[Extracted text]:
-*-

Municipality of Badiraguato is a municipality in Sinaloa in northwestern Mexico. The seat of the municipality is in the small town of Badiraguato.

The municipality is in the Sierra Madre Occidental.

Political subdivision 
Badiraguato Municipality is subdivided in 15 sindicaturas:
El Varejonal
Ciénega de los Lara
Cortijos de Guaténipa
Otatillos
Higueras de Teófilo Álvarez Borboa
San Nicolás del Sitio
Santiago de los Caballeros
San Javier
San José del Llano
Huixiopa
San Luis Gonzaga
Potrero de Bejarano
Surutato
Santa Rita
Tameapa

Notable people from Badiraguato Municipality
 Arturo Beltrán Leyva, Mexican drug kingpin and one of the founders of Beltrán Leyva Cartel (born in Badiraguato)
 Alfredo Beltrán Leyva, Mexican drug kingpin and one of the founders of Beltrán Leyva Cartel (born in Badiraguato)

-*-

[Information provided]:
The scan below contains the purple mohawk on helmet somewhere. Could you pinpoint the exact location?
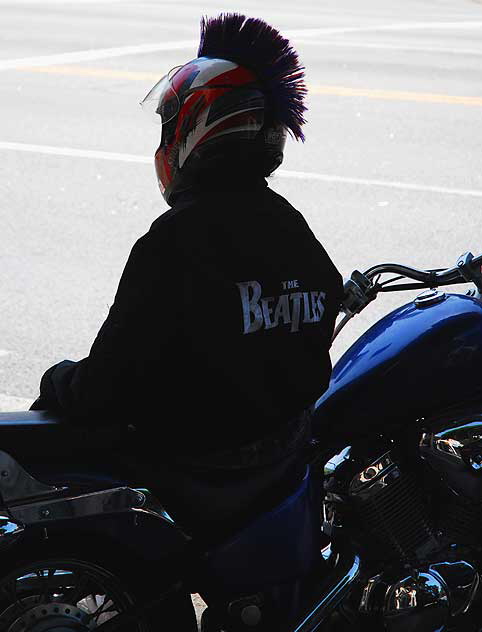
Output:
[198,13,307,140]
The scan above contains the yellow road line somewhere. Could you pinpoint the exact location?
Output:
[18,65,482,107]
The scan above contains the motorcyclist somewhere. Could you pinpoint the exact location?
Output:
[31,14,342,629]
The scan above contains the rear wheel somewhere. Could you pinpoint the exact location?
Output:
[0,557,153,632]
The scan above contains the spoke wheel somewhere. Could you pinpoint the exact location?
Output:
[0,559,148,632]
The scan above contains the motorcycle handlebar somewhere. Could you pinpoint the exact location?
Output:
[364,253,482,286]
[333,252,482,340]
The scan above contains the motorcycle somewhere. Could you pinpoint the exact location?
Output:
[0,253,482,632]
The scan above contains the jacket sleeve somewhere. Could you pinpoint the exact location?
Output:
[34,225,179,425]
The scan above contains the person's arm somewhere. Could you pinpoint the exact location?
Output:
[33,225,177,425]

-*-

[What is required]: Repeat word for word the part of the text on Badiraguato Municipality starting with "Municipality of Badiraguato" and going on through "Sierra Madre Occidental.".

[Written solution]:
Municipality of Badiraguato is a municipality in Sinaloa in northwestern Mexico. The seat of the municipality is in the small town of Badiraguato.

The municipality is in the Sierra Madre Occidental.